** Source extract **
Remembering that this is supposed to be fun

Heads up: I get personal in this post.  I’ll be returning to your regularly scheduled dose of fit-feminist ranting, but first, I gotta get this off my chest.

A few weeks ago, I noticed that my husband was stressing out over his training for an upcoming half-Ironman.  He had jumped right into it with little rest after the Marathon Bahamas, and he was having difficulty getting his training to the levels it should have been.  We were talking about this, and I reminded him that all of this is supposed to be fun, that we aren’t professionals, and that we do this for the fun of it.  When it stops being fun, I said, it’s a sign that we need to re-evaluate our priorities and the way we are doing things. He ended up taking my advice and dropping the half-Ironman down to an Olympic distance, the training for which has been a lot more manageable.

** Your tasks **
[A] In the blog post, what distance did the husband switch to instead of the half-Ironman?
[B] Rewrite the paragraph of the blog post that begins "A few weeks ago" as a short bulleted list that keeps its main facts.
[C] Resume the blog post about keeping fitness fun, picking up right after its final sentence.
The listing comes from a different source than the blog post.

** Collected data **
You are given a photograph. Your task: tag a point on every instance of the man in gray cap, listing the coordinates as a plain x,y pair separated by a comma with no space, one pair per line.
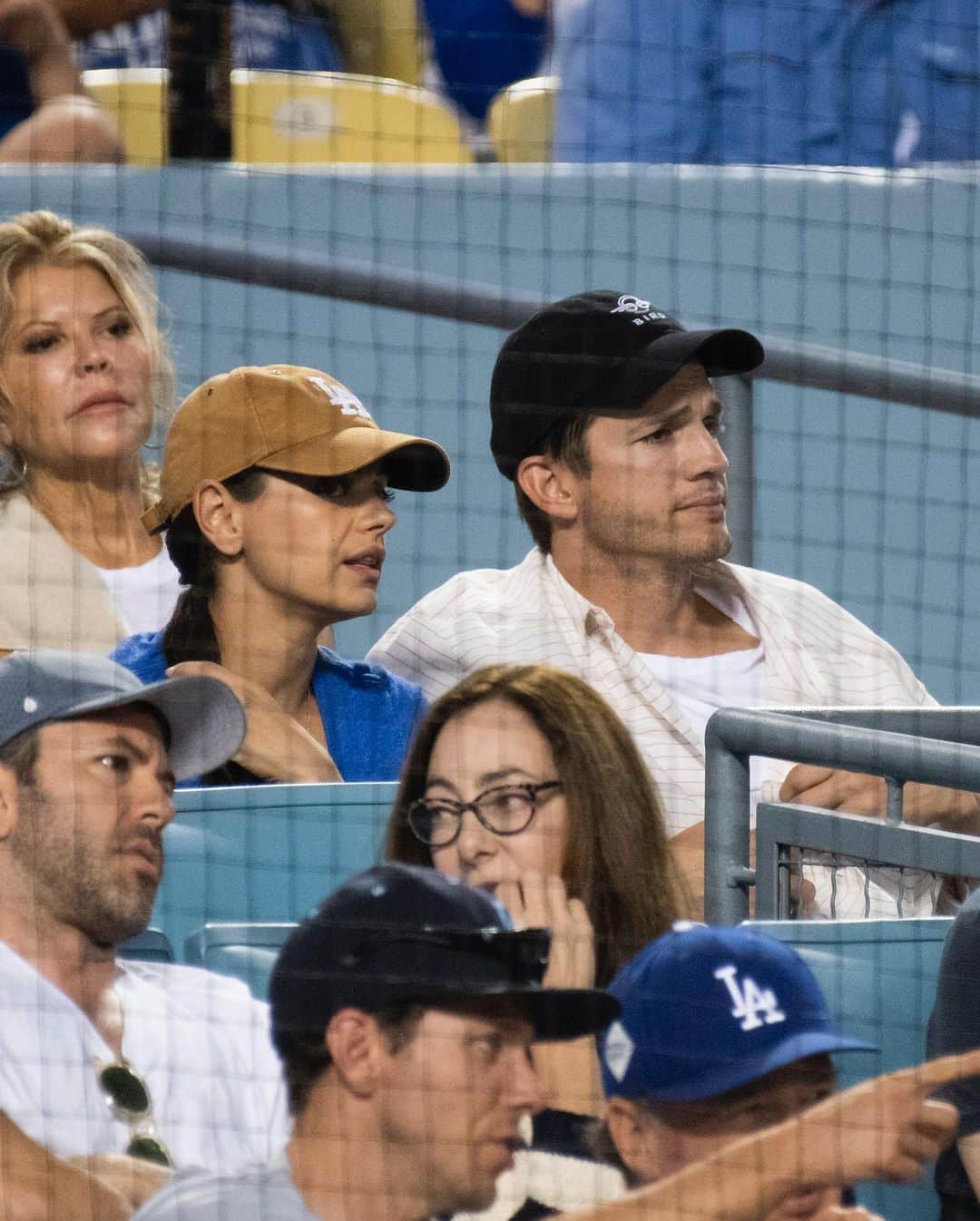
101,1055
606,422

** Answer list **
[A] An Olympic distance.

[B]
- The writer noticed the husband was stressed about training for an upcoming half-Ironman.
- He had started that training with little rest after the Marathon Bahamas and struggled to reach the levels he should have.
- The writer reminded him that they aren't professionals and do this for fun. When it stops being fun, it's a sign to re-evaluate priorities and methods.
- He took the advice and dropped to an Olympic distance, and that training has been much more manageable.

[C]
A couple of days ago, I found myself on the other side of this conversation.  I had been training harder in all three disciplines, had taken up a new weight training program, had started even counting my calories in an attempt to lose some body fat, all of which I hoped would help make me a leaner, meaner racer.  I managed to keep it all going for a couple of weeks before it came crashing down on me, and I found myself scarcely capable of more than laying on the couch in my pajamas, staring slack-jawed at whatever screen was in front of me.

“Remember what you told me,” he said, as he watched me enter my dinner into the calorie-counting app, “about how all of this is supposed to be fun?”

I was losing perspective, and in the process forgetting what it was that drew me to all of this in the first place.  I was forgetting that I did all of this – that I lifted weights, that I ran, that I swam, that I experimented with making food – because I enjoyed it, because it made me feel good, because it was fun.

This all became clear on Saturday morning, when I was standing in the starting corral before the Suncoast Classic 10K.  It had been a few months since I had raced, and it was slightly surreal to look around me and see a lot of familiar faces from my racing community.  I didn’t really feel nervous, even though Brian said he wanted us to shoot for a PR because I knew I’d spent the past several days being totally lazy and eating all sorts of delicious processed garbage and generally doing everything you wouldn’t expect of an athlete in training.  Instead, I just figured I’d run hard and see what happened.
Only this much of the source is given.